The United States and the Soviet Union appeared to reach an agreement by 11 December 1990, when Soviet foreign minister Shevardnadze met U.S. secretary of state Baker in Houston. Both sides agreed to support the establishment of a U.N.-sponsored transitional organ that would replace the current government, to end all weapons supplies and to leave the precise structure of the transition to U.N. consultations with the Afghan parties. At the last minute, however, Shevardnadze’s efforts were blocked by hard-line officials in the Soviet government, and he was forced to refuse to agree to a “date certain” for negative symmetry.[24] Upon his return to Moscow he resigned, warning the Soviet public against these “reactionaries.”
Effects of the Gulf War
The rising power of the Soviet hard-liners in early 1991stymied further progress in the U.S.-Soviet dialogue, but the Gulf War helped settle some of the outstanding issues. Both Pakistan and Saudi Arabia began to look more favorably on a political settlement as those opposed to it were discredited. The radical elements of the Afghan mujahidin — in particular Hizb, and its Pakistani supporters — joined the international Islamist opposition to the U.S.-led coalition. Pakistan's conservative civilian leadership, along with the nationalists and moderates among the mujahidin, supported the U.S.-Saudi position. As a result, the Saudis at least temporarily suspended funding to Hizb.
Immediately after the Gulf War, at the end of March 1991, the Pakistani ISI threw all its resources — including many Pakistani advisers on the ground — into the battle for the Afghan garrison town of Khost. The garrison fell, but the cost in Pakistani effort and the inability of the Pashtun tribal mujahidin to establish a government even in this small town — instead they pillaged it — only reinforced the failure of the military option. The Pakistani president and prime minister decided that it was time to promote a political settlement; the Saudis agreed.

SHORT EXERCISE 1:
Extract every line of the records that contains the string "frame", matching case exactly.
The Afghanistan excerpt has no connection to the records.

EXTRACTED ENTRIES:
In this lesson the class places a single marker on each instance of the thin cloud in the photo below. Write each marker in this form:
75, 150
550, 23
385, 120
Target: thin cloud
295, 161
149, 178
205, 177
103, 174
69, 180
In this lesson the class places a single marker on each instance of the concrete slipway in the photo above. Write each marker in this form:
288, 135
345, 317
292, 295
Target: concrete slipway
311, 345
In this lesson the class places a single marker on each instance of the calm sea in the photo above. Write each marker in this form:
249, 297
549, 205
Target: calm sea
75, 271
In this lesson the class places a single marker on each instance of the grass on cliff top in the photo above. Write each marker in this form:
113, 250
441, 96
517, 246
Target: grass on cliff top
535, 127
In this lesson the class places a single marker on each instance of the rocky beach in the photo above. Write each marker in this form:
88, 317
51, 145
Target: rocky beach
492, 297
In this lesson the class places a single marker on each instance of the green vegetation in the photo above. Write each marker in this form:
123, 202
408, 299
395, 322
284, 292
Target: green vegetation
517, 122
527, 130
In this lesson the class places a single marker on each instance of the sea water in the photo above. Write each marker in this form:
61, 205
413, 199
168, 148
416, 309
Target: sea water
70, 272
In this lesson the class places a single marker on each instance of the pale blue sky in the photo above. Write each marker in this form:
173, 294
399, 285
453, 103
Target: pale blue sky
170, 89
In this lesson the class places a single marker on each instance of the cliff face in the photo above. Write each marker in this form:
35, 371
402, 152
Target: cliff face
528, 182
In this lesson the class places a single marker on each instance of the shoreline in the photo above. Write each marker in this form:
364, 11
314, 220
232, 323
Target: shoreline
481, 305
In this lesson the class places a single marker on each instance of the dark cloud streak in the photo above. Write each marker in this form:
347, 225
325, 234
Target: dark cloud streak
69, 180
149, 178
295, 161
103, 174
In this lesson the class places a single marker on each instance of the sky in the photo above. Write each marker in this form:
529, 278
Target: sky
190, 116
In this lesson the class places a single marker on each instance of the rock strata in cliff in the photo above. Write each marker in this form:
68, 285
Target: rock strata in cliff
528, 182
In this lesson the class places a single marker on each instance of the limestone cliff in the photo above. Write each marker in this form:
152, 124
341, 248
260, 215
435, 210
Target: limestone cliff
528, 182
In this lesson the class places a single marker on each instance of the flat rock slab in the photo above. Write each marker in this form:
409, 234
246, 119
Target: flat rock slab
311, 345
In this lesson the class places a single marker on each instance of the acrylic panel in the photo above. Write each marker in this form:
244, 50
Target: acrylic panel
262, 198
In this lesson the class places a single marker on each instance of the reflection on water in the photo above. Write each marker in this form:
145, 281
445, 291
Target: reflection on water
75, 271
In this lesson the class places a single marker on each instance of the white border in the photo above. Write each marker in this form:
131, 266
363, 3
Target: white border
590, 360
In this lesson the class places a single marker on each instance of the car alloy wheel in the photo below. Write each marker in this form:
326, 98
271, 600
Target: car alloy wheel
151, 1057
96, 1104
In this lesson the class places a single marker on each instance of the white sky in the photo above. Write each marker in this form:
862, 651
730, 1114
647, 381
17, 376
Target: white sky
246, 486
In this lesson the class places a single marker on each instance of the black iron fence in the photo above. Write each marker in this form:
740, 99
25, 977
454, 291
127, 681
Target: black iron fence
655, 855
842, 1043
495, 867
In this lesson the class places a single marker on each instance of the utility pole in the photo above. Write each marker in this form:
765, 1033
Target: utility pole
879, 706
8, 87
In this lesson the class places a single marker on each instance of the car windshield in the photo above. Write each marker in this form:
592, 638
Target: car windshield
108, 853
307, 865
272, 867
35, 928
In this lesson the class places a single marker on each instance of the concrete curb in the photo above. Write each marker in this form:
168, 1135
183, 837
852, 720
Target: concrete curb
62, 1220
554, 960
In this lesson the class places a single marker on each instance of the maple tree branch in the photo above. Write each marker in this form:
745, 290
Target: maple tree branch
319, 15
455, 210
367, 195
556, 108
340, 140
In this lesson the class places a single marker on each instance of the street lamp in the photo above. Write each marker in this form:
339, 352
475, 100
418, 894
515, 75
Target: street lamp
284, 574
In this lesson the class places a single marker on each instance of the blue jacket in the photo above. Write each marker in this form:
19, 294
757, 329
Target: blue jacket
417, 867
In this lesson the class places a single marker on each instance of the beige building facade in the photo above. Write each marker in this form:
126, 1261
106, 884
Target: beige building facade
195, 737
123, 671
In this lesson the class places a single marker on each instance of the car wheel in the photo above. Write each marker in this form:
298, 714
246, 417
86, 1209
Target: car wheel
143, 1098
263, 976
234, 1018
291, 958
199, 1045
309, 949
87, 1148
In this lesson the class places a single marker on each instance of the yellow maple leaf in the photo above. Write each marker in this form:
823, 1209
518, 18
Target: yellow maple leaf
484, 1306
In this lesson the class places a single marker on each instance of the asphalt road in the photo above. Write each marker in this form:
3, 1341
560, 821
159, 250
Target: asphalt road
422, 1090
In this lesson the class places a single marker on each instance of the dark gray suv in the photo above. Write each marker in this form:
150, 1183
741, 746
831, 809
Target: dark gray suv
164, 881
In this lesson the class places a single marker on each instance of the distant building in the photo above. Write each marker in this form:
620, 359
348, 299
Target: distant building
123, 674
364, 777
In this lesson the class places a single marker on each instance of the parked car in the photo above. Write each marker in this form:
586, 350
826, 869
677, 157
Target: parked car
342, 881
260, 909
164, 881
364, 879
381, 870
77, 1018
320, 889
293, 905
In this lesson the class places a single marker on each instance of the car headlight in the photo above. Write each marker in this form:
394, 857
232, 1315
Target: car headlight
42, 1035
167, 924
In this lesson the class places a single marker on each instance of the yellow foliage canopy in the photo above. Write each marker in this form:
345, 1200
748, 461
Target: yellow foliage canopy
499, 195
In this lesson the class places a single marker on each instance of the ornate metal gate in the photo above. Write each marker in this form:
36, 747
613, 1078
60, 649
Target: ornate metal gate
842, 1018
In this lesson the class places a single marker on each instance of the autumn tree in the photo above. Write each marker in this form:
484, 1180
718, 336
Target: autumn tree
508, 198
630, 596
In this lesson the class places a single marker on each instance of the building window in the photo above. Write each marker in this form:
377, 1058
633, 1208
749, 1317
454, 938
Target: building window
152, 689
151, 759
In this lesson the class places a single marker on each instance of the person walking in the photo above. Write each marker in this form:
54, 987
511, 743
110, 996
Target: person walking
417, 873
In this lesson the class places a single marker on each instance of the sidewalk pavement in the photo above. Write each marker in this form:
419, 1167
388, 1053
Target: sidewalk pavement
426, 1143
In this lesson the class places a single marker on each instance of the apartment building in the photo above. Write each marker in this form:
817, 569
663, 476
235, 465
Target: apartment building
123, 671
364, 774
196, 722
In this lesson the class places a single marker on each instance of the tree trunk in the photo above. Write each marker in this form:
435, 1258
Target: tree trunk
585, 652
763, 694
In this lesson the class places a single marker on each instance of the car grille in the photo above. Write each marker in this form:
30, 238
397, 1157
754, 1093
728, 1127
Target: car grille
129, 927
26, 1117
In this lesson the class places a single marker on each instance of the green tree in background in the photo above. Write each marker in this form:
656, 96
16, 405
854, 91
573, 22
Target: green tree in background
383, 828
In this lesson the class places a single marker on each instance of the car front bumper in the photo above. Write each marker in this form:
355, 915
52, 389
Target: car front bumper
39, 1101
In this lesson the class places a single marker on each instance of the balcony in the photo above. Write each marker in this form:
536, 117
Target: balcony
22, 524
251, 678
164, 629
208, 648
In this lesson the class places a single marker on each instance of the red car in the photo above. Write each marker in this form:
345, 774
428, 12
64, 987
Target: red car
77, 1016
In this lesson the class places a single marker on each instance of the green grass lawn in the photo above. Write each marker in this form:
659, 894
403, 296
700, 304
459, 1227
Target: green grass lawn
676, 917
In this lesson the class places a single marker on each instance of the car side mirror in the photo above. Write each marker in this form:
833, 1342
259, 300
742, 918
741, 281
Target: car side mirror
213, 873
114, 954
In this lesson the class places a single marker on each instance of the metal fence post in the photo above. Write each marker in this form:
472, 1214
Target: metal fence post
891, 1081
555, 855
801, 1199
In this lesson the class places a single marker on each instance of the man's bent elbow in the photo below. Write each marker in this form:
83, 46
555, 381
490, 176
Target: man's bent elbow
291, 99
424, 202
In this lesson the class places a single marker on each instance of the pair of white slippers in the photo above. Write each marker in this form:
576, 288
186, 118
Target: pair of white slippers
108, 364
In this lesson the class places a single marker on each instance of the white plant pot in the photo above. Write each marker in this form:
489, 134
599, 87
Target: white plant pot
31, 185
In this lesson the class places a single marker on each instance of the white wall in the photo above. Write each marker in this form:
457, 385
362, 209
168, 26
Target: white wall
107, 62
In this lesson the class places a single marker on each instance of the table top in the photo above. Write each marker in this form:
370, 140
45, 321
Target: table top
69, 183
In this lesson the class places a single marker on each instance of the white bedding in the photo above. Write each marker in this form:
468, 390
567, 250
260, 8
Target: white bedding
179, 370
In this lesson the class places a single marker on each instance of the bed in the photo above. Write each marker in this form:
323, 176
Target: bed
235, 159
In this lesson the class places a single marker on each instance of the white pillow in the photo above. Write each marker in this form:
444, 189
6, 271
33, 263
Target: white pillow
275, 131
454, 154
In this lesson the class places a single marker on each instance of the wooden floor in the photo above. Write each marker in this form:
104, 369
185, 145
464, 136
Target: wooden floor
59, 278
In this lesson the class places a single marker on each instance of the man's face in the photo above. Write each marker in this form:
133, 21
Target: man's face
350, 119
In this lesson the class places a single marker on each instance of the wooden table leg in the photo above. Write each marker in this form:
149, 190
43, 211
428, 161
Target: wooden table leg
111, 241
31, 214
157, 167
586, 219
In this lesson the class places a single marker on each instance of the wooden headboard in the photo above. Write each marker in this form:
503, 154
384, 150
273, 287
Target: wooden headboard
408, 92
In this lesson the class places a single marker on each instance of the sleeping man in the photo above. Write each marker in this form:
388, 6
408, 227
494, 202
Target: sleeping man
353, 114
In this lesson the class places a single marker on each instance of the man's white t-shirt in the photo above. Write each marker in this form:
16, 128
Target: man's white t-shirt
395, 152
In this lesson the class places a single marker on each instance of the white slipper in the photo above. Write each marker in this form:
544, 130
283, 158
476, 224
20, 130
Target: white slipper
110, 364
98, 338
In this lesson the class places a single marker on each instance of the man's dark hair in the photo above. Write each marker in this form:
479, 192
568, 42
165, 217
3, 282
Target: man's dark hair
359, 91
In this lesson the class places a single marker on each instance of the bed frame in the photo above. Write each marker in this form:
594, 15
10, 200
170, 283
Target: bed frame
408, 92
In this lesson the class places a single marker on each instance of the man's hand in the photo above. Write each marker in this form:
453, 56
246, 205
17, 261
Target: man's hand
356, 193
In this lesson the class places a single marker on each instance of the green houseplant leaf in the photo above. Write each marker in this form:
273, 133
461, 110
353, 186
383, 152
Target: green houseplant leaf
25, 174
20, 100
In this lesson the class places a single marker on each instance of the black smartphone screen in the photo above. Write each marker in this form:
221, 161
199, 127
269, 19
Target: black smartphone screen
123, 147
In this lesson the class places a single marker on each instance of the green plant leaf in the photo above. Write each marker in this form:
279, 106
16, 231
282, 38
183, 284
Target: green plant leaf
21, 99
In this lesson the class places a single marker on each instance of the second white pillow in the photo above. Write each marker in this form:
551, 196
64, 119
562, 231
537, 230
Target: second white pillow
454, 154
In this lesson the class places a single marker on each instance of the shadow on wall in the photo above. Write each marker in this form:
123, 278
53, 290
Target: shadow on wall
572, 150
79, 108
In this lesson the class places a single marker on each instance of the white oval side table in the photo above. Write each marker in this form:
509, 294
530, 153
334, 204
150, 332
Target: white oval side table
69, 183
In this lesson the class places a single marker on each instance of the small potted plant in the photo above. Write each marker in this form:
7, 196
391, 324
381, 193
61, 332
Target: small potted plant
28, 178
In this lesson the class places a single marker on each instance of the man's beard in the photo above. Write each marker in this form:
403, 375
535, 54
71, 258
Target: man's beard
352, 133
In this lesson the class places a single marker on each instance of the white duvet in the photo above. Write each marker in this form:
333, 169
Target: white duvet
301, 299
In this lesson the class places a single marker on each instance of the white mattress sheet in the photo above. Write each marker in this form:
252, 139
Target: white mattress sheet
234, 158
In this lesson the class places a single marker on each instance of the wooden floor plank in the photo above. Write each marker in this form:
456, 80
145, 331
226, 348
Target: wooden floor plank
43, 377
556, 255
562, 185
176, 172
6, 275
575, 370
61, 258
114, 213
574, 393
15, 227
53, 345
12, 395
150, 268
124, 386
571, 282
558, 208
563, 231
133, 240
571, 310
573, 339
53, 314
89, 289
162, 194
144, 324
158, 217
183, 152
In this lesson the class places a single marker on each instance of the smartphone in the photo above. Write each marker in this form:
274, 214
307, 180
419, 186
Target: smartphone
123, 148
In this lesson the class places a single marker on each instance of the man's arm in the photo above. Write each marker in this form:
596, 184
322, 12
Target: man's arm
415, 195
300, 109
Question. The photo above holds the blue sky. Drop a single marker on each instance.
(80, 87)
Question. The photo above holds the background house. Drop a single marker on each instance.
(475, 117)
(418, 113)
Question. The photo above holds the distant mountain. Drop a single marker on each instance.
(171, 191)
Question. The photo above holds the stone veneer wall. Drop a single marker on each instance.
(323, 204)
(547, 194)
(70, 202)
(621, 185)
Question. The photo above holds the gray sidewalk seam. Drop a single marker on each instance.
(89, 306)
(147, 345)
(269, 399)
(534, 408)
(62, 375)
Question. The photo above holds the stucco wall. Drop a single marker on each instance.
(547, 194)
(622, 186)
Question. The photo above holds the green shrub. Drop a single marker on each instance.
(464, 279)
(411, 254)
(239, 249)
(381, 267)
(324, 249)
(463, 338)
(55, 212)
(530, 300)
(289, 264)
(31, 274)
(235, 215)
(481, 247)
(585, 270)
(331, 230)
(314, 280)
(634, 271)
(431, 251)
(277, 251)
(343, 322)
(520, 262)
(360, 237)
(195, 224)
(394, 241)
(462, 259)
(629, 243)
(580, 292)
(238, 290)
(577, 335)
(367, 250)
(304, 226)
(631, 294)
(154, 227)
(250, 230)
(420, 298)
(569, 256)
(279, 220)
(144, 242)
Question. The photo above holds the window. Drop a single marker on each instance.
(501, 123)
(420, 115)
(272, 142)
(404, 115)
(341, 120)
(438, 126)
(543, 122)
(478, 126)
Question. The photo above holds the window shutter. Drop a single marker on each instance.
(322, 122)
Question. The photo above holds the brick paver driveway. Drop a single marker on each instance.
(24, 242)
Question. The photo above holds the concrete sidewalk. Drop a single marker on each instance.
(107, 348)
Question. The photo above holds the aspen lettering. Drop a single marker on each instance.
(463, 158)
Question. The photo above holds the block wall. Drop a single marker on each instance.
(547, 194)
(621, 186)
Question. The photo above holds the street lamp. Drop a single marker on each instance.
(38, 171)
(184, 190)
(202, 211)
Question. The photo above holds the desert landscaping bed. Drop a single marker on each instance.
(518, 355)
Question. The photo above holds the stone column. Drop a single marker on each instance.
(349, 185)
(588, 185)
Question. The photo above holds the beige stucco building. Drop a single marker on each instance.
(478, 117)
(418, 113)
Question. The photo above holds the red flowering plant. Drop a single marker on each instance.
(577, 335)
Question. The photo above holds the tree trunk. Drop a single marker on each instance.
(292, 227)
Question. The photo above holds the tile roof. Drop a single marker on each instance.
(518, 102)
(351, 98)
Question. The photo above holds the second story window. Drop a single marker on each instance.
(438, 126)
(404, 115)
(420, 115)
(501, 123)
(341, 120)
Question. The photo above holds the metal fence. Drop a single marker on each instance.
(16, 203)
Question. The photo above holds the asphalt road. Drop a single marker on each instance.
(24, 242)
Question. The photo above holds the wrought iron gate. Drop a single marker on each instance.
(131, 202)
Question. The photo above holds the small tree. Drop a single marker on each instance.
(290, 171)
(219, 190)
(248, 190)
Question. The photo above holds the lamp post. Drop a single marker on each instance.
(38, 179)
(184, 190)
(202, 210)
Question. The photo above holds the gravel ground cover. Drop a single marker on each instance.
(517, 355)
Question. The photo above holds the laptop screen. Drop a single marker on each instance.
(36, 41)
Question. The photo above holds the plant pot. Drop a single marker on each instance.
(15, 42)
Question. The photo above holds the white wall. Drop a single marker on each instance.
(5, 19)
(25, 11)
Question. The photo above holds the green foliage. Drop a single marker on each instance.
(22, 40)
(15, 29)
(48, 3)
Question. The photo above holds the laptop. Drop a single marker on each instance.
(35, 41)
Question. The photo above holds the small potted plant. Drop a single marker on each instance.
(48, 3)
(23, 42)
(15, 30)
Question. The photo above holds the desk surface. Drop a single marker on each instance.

SHORT EXERCISE 2:
According to the Afghanistan excerpt, in which city did Shevardnadze meet Baker on 11 December 1990?

FULL RESPONSE 1:
In this lesson the class places a single marker on each instance of the bed frame in the photo above. Write each marker in this form:
Target: bed frame

FULL RESPONSE 2:
Houston